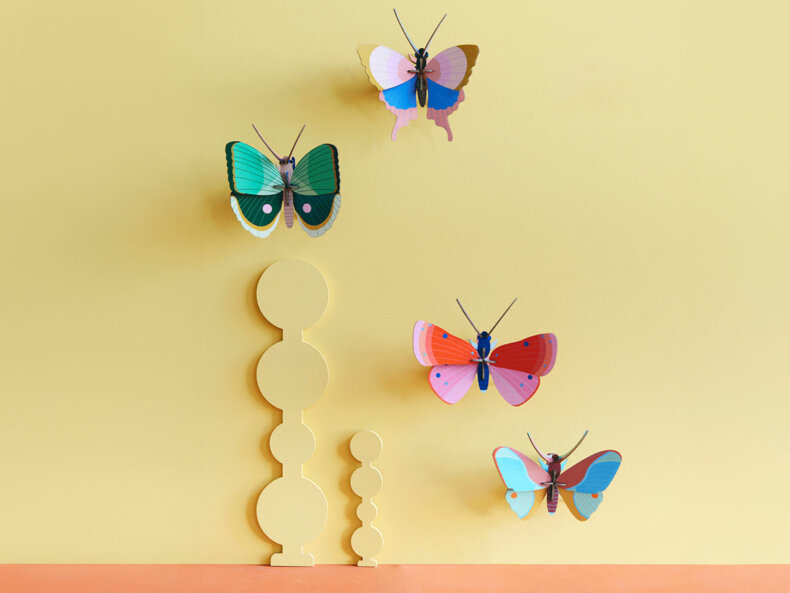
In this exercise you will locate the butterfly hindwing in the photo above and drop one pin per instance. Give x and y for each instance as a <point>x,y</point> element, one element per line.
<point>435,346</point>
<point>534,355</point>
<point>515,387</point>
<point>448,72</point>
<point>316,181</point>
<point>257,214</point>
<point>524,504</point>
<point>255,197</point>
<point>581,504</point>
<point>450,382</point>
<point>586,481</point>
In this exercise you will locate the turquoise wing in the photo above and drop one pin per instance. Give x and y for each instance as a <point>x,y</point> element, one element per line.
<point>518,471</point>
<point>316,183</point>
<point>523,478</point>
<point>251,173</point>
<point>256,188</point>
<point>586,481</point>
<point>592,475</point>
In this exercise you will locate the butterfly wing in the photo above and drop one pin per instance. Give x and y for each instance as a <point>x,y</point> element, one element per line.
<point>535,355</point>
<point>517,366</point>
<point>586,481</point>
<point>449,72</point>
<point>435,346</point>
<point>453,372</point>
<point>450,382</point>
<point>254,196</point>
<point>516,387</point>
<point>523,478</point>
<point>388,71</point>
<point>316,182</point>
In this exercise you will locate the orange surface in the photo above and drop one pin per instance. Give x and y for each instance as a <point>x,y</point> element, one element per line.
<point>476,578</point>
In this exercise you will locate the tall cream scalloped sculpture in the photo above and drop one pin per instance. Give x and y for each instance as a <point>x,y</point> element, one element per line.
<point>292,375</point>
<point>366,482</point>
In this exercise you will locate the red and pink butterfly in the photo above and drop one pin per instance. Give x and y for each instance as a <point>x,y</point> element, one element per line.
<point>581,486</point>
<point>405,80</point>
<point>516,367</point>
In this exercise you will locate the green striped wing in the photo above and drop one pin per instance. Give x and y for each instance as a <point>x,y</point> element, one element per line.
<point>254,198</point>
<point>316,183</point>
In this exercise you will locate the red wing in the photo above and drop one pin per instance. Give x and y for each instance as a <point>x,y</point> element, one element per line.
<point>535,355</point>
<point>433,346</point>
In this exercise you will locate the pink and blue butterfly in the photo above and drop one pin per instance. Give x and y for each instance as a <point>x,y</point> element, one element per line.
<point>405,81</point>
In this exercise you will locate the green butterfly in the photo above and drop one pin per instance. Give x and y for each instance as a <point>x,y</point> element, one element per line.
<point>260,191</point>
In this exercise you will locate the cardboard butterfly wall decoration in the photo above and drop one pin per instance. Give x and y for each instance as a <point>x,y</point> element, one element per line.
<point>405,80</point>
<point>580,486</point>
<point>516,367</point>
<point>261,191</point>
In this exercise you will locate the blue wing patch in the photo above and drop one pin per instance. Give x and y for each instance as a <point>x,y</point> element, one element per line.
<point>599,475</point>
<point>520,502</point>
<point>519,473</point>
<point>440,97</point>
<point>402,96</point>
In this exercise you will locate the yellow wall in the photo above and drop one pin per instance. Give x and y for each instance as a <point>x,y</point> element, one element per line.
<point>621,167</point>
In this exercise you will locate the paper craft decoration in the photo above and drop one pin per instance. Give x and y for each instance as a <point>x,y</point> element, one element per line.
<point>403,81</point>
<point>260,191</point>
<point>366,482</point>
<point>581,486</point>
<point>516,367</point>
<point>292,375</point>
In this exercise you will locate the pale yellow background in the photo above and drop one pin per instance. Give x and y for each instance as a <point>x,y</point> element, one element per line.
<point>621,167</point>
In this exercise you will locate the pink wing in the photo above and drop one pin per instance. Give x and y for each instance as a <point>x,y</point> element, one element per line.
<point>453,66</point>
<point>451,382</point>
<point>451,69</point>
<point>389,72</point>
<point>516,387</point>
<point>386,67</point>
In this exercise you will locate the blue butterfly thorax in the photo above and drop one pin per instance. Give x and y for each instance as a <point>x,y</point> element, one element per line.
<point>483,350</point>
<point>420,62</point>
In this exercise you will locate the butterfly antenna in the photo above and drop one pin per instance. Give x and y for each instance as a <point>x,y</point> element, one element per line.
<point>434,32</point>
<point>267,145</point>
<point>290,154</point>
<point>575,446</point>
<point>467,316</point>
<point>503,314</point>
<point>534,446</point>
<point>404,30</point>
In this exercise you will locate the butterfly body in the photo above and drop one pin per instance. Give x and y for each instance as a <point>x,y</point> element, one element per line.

-*-*-

■ WORK INSTRUCTIONS
Rewrite the lines from the first one through the line with "<point>592,475</point>", requests included, and offset each coordinate in the answers by adding 58 to it. Leave the pictures out.

■ TASK RESULT
In this exercise you will locate the butterfly hindwing in the photo above and drop one pin per instance. Give x and y for each instance as a <point>x,y</point> element, one element per line.
<point>493,404</point>
<point>592,413</point>
<point>573,445</point>
<point>506,130</point>
<point>374,239</point>
<point>315,272</point>
<point>582,562</point>
<point>313,255</point>
<point>639,562</point>
<point>508,440</point>
<point>644,539</point>
In this exercise you will locate the turquoise wing in the photo above and drop one pin per instance. Give x and y for each instance as a <point>x,y</point> element, one element per line.
<point>576,529</point>
<point>374,241</point>
<point>581,536</point>
<point>309,231</point>
<point>314,246</point>
<point>644,539</point>
<point>650,533</point>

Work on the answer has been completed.